* BEGIN Information supplied *

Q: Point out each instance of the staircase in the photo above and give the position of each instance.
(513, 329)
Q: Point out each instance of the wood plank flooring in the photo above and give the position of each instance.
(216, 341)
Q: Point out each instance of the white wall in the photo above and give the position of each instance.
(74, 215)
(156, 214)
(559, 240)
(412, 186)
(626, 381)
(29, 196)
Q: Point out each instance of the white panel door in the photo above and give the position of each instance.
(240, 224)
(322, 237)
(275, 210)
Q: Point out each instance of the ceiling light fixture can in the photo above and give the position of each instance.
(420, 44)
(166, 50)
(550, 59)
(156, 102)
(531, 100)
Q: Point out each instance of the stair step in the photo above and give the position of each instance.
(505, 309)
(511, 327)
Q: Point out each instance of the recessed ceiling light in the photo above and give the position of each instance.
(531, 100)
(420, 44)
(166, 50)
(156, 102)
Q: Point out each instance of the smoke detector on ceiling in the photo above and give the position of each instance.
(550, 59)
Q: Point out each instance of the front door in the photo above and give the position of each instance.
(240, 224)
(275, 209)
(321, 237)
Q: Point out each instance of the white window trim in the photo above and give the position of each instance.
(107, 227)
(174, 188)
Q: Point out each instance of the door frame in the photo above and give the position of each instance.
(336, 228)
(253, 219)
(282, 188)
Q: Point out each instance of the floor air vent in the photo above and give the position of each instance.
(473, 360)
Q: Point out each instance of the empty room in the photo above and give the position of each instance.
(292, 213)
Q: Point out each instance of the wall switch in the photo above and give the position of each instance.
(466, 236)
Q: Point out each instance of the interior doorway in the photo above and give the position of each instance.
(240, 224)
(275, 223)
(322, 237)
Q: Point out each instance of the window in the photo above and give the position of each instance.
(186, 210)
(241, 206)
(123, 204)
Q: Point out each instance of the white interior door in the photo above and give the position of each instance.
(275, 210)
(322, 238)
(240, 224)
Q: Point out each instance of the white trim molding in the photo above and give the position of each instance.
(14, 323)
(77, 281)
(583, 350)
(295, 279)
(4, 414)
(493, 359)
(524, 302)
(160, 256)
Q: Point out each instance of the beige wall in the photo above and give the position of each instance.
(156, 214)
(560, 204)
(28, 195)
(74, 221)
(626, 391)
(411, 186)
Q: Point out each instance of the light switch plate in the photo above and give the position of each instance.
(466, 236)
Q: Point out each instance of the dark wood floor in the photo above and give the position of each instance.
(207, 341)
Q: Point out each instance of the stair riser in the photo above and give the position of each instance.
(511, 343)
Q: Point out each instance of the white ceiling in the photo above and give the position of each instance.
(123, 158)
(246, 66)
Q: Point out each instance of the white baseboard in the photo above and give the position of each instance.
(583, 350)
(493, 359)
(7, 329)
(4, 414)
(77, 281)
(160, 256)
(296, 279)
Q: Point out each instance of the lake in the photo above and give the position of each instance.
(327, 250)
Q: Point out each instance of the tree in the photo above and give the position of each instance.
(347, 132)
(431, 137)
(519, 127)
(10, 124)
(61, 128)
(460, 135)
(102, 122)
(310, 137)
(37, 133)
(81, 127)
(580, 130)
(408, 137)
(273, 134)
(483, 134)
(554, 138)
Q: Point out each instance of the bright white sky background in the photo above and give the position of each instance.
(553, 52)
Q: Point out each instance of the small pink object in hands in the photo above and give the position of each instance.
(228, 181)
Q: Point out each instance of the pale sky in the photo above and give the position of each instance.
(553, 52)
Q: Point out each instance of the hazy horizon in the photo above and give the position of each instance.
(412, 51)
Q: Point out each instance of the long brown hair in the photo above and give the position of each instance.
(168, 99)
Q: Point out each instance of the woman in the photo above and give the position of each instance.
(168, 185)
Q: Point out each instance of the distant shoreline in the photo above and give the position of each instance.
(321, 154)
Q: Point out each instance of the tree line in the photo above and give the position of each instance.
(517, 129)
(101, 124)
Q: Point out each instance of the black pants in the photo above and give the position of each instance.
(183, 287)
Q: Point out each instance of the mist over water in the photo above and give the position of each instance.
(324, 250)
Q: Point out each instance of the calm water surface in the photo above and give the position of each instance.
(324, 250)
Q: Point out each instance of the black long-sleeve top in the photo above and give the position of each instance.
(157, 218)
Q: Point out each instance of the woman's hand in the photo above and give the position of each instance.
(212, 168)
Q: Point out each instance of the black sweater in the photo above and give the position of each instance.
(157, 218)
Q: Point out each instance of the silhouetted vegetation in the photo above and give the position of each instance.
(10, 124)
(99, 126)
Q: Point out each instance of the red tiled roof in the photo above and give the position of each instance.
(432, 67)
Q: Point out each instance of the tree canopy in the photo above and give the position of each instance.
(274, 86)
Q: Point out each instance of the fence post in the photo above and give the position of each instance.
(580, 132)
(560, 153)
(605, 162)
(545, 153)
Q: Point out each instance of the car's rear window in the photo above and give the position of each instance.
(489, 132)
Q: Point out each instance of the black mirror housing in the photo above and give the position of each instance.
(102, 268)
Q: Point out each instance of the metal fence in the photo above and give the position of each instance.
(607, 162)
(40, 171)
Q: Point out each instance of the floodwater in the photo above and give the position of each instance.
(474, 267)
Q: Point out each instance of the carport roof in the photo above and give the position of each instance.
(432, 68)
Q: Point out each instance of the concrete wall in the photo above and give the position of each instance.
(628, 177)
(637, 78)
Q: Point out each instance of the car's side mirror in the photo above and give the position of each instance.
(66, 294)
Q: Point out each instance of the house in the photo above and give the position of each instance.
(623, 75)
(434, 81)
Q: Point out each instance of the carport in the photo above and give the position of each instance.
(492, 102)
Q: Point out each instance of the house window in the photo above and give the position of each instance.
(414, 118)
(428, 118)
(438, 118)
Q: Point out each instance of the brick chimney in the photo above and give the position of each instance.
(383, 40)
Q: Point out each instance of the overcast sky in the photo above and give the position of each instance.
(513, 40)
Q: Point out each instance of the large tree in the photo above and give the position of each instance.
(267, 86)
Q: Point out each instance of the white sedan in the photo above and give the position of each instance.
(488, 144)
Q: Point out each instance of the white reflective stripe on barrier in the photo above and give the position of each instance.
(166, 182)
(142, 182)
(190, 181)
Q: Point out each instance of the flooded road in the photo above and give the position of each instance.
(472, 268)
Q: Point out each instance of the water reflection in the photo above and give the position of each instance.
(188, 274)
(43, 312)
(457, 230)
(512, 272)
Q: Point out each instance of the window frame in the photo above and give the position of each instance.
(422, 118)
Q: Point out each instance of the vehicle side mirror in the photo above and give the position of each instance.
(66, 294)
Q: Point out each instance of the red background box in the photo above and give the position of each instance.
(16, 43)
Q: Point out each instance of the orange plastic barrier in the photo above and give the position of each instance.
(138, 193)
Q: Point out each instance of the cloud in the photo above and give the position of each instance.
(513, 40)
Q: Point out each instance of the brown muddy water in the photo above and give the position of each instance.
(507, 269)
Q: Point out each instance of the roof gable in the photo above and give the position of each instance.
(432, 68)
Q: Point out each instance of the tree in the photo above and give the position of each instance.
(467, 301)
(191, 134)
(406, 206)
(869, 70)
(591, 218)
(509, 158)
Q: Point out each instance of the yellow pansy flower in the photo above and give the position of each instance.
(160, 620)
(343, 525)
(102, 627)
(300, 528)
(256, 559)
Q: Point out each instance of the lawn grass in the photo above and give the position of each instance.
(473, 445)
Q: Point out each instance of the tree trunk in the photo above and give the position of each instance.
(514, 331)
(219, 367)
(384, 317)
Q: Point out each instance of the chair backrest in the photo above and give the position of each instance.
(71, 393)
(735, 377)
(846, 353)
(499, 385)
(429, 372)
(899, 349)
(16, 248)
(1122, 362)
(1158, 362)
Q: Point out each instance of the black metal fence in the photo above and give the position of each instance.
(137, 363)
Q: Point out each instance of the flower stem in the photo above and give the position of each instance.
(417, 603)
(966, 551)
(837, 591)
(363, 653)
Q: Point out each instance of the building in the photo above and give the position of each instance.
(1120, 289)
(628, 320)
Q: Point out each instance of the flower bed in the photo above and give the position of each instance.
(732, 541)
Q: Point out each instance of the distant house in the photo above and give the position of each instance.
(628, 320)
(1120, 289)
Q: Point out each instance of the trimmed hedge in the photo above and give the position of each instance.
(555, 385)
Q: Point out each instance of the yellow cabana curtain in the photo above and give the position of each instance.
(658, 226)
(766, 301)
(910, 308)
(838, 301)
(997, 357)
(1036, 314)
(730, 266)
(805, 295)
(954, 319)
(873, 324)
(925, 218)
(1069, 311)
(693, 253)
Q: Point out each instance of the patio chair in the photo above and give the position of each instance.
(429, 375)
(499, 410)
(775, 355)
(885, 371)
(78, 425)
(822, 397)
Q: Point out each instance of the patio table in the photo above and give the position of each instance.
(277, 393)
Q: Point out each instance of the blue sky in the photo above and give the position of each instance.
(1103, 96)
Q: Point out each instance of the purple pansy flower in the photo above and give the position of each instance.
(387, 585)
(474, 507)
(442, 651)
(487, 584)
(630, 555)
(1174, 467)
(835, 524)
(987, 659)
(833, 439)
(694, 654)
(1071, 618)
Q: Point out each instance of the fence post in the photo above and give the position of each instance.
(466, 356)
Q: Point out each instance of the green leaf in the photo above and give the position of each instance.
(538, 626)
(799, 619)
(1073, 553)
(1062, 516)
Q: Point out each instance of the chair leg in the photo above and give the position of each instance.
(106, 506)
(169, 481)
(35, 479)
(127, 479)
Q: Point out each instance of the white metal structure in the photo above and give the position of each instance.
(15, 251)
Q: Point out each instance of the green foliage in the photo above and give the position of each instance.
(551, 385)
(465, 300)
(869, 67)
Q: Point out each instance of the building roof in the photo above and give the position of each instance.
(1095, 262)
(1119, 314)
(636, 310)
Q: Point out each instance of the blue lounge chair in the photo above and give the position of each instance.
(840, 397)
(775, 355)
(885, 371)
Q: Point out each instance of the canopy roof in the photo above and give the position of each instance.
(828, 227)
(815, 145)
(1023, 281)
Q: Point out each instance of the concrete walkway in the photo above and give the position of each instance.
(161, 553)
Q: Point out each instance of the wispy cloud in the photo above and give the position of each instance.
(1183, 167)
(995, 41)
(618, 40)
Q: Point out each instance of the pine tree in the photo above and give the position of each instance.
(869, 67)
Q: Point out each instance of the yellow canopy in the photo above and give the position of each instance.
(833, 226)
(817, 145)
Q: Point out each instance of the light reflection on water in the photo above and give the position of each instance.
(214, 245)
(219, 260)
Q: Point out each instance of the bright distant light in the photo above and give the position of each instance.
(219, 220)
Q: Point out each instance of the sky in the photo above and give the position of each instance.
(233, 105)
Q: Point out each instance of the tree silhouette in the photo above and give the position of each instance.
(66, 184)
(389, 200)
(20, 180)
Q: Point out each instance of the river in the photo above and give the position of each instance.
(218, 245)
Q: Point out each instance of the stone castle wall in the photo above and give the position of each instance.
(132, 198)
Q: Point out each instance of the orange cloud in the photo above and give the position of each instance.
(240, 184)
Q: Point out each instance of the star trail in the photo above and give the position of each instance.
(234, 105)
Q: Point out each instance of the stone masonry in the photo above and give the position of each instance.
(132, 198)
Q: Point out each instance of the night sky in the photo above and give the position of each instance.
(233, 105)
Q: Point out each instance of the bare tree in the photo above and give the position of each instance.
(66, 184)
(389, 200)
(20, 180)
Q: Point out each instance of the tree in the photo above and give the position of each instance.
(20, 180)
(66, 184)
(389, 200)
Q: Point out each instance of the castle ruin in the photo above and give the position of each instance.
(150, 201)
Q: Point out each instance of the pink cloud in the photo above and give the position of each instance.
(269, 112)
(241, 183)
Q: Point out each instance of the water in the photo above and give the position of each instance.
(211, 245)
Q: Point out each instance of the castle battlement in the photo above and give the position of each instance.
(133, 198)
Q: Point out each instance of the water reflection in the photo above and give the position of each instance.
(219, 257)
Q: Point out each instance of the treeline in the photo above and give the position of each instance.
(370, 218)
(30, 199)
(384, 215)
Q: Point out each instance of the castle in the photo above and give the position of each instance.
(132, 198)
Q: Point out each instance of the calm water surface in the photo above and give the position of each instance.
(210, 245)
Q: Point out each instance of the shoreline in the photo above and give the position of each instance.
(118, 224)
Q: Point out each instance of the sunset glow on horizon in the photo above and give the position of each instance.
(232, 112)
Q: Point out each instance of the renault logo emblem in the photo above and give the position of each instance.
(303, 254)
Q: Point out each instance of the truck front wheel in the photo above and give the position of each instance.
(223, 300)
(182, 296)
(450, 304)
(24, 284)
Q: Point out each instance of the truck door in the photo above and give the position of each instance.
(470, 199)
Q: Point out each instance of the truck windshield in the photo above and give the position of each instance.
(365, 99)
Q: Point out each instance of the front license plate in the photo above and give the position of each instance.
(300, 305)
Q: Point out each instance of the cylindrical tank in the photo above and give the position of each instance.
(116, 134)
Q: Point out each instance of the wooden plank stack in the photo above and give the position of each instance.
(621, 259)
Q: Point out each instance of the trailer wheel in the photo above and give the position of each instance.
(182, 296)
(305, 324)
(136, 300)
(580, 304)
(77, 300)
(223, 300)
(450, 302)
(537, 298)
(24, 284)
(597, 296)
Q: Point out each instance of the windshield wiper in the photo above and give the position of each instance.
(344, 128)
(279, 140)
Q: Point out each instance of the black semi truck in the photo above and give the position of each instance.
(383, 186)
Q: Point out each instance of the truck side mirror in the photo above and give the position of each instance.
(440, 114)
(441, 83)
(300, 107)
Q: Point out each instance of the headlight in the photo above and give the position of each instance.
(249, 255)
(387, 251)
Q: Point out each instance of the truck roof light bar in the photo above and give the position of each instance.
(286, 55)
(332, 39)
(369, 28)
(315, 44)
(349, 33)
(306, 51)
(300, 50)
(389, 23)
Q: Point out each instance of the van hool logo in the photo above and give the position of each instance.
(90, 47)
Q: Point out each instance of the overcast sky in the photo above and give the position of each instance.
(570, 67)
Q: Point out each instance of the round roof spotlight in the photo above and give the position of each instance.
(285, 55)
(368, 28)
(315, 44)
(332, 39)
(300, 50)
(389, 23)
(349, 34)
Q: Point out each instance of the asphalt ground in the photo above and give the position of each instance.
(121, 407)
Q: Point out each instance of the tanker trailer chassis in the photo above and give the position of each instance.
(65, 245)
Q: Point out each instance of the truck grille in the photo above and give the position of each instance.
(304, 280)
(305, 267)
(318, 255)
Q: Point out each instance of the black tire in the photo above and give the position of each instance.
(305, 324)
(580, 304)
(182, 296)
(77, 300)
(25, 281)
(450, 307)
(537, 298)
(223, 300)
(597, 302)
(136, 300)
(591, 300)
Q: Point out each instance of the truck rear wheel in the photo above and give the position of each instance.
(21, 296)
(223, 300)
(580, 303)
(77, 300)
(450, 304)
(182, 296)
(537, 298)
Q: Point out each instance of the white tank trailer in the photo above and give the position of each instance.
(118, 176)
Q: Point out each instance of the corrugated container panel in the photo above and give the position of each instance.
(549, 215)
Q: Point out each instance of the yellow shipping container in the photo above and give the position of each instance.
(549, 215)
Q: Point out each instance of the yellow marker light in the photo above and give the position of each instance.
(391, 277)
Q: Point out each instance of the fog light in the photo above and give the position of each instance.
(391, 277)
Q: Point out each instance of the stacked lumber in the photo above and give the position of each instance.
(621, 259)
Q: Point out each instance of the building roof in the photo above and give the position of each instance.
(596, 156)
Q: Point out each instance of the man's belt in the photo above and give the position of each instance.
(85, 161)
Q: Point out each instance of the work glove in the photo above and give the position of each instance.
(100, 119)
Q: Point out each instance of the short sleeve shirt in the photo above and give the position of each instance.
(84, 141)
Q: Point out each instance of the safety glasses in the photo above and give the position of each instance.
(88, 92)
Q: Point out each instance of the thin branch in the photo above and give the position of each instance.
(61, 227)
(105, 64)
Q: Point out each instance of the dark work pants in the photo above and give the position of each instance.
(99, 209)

* END Information supplied *

• Problem description
Reproduce only the lines from the line containing "Q: Point out each instance of the black tire" to the last line of the material above, both of those lines included.

• Full output
Q: Point out each instance of the black tire in the photo above and give the position of each instance.
(305, 324)
(580, 304)
(182, 296)
(77, 300)
(25, 281)
(450, 307)
(537, 298)
(223, 300)
(597, 302)
(136, 300)
(591, 300)
Q: Point out each instance of the truck rear wheel in the photo above and give the position of each instance.
(21, 296)
(223, 300)
(580, 303)
(77, 300)
(450, 304)
(182, 296)
(537, 298)
Q: Point out each instance of the white tank trailer in the photo above and give the position of each instance.
(118, 176)
Q: Point out each instance of the corrugated container panel in the photo above and give the position of each instance.
(549, 215)
Q: Point out each instance of the yellow shipping container in the photo above and give the position of each instance.
(549, 215)
Q: Point out each instance of the yellow marker light in the photo above and give the position of each instance.
(391, 277)
Q: Point out each instance of the fog light in the photo above and give the position of each instance.
(391, 277)
Q: Point out each instance of the stacked lumber in the photo above and give the position of each instance.
(621, 259)
Q: Point out each instance of the building roof in the photo above and give the position of each instance.
(596, 156)
Q: Point out each instance of the man's belt in the photo above and give the position of each instance.
(85, 161)
Q: Point out each instance of the work glove in the photo above and give the position of each instance.
(100, 119)
Q: Point out each instance of the short sleeve shirt in the photo above and give the position of each instance.
(84, 141)
Q: Point out each instance of the safety glasses in the photo above and give the position of each instance.
(88, 92)
Q: Point out each instance of the thin branch in the photo above and give the position of each instance.
(61, 227)
(105, 64)
Q: Point out each instance of the dark work pants in the photo above and give the position of each instance.
(99, 209)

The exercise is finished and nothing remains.